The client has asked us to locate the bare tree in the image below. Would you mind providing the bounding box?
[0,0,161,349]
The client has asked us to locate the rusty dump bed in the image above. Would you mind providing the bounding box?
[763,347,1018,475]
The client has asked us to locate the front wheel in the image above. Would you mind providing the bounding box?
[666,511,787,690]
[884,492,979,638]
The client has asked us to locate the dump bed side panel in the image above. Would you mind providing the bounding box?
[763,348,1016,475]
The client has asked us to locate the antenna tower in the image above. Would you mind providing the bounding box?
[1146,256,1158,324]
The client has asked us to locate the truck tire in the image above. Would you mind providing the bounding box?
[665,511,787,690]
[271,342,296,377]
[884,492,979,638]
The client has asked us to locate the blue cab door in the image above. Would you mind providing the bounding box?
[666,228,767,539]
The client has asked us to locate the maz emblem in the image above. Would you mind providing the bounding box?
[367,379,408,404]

--

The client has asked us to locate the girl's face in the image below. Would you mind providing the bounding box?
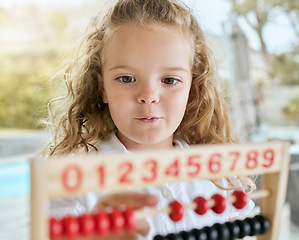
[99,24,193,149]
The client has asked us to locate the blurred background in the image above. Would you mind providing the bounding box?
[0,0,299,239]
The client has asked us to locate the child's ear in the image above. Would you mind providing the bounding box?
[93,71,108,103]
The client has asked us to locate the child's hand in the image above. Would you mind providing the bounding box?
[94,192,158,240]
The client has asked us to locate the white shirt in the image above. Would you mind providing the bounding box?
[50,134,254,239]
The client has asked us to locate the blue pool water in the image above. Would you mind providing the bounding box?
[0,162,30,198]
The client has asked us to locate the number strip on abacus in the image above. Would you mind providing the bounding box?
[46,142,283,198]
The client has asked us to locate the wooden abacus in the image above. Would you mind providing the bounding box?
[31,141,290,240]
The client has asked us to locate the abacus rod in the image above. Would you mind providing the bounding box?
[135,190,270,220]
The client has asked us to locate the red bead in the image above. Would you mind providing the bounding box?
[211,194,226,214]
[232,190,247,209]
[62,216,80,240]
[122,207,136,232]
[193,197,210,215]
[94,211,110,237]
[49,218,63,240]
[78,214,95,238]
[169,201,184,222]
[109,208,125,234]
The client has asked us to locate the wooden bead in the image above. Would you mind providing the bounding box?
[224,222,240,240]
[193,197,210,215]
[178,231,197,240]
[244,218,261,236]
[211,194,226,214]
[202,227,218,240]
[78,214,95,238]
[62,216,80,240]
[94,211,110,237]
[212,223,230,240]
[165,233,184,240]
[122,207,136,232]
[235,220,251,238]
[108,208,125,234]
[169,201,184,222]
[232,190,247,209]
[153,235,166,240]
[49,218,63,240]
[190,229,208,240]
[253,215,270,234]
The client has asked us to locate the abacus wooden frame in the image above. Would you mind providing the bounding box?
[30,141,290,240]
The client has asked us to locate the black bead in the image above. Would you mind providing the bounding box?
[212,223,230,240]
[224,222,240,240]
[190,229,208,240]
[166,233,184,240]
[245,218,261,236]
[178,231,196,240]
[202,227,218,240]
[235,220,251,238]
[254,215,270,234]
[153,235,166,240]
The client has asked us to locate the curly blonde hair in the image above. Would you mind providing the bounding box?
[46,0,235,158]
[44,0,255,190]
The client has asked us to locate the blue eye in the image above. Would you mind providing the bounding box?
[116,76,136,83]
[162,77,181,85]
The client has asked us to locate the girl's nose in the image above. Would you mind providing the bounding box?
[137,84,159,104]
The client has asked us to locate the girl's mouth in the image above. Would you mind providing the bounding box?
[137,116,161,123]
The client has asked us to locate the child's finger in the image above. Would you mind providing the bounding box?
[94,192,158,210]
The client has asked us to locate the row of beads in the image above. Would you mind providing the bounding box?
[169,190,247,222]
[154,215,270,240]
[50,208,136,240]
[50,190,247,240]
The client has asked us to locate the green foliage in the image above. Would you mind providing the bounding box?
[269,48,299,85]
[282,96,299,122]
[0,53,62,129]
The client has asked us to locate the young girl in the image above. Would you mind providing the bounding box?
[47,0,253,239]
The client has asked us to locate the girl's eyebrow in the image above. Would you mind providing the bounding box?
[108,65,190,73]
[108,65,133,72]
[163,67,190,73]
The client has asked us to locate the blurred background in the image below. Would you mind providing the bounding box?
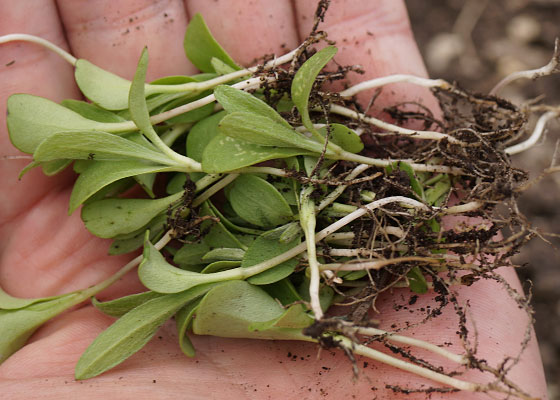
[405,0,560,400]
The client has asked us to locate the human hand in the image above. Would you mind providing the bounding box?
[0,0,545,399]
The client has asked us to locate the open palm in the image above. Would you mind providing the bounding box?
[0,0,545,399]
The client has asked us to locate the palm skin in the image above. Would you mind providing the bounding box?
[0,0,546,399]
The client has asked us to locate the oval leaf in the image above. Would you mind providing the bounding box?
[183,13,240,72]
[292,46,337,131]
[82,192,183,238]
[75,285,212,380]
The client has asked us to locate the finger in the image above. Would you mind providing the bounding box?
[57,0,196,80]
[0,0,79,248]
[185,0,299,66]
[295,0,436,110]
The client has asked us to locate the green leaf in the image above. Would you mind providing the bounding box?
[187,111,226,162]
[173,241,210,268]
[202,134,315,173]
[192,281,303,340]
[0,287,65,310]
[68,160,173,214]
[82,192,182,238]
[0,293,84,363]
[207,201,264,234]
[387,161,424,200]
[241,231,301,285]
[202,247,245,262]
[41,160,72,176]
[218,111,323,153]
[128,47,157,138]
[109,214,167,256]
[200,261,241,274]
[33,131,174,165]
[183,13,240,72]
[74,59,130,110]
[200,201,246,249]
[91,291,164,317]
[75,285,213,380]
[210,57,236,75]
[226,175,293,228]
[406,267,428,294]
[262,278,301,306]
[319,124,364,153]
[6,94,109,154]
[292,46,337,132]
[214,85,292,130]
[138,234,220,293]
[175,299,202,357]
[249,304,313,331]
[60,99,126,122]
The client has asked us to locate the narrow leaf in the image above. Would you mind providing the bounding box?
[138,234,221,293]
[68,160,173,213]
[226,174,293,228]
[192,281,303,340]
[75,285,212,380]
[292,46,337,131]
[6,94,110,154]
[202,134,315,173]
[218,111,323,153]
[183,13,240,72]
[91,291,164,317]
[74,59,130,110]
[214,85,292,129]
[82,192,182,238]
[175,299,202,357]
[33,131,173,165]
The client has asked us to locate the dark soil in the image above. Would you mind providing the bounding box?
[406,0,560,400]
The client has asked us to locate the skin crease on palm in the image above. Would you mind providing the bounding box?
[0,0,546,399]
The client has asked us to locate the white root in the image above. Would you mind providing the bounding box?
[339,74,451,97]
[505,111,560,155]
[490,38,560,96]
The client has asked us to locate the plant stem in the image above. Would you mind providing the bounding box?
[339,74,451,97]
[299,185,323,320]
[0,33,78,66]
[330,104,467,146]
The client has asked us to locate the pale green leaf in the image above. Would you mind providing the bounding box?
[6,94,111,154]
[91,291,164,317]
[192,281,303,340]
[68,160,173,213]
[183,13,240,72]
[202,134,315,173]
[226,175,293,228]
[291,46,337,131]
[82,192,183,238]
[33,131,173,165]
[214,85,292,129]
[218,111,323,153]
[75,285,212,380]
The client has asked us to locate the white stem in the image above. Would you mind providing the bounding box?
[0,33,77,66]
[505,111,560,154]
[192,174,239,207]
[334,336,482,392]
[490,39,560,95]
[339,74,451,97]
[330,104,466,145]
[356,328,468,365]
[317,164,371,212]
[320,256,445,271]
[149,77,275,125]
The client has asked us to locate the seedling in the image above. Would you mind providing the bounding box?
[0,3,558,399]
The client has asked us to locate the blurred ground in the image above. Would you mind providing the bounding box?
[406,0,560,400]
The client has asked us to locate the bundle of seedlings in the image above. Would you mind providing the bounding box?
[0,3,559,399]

▶ **Exercise objective**
Output as a JSON list of strings, one per line with blank lines dropped, the material starting at the line containing "The client has asked us to locate the bare" and ending at the line containing "[763,347,1018,475]", both included.

▶ **Result for this task**
[
  "The client has asked us to locate the bare tree in the image below. Would you mind providing the bounding box?",
  "[0,0,161,349]",
  "The client has asked us to locate the rusty dump bed in the image above. Would you mind providing the bounding box?",
  "[763,347,1018,475]"
]